Material provided =

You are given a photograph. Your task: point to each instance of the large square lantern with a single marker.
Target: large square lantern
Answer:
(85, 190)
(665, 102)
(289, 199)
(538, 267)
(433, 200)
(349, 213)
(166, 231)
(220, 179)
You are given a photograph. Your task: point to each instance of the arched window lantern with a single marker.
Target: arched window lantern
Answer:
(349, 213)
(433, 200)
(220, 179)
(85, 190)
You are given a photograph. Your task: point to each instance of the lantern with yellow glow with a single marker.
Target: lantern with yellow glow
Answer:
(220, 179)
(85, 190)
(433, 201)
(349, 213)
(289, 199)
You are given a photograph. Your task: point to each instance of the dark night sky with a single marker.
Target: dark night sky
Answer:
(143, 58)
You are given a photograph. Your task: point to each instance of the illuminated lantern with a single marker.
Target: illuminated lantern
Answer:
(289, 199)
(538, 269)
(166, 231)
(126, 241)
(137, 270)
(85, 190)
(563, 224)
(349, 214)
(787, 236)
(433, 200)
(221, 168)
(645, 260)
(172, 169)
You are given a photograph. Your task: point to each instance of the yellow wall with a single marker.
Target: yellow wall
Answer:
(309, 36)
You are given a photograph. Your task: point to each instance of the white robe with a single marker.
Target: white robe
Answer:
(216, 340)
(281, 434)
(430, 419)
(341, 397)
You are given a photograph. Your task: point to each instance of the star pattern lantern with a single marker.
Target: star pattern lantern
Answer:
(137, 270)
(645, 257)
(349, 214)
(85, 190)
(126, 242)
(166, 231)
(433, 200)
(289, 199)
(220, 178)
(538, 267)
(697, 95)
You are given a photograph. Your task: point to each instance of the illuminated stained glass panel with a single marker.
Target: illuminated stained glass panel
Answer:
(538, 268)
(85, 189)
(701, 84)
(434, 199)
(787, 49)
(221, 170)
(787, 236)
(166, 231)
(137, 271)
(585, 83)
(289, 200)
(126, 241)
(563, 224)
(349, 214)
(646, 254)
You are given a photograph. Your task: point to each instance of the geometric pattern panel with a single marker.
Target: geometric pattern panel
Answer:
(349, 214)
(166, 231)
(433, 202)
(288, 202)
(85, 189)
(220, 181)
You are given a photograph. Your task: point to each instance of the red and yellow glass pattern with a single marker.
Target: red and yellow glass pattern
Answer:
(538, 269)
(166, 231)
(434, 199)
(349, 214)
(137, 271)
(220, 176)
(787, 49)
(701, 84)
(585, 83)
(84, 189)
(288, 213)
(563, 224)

Try it = Copy out, from the listing above, every line that contains the string "night".

Exercise answer =
You are given a photograph. Your task: point to each instance of the dark night sky with a single marker.
Target: dark night sky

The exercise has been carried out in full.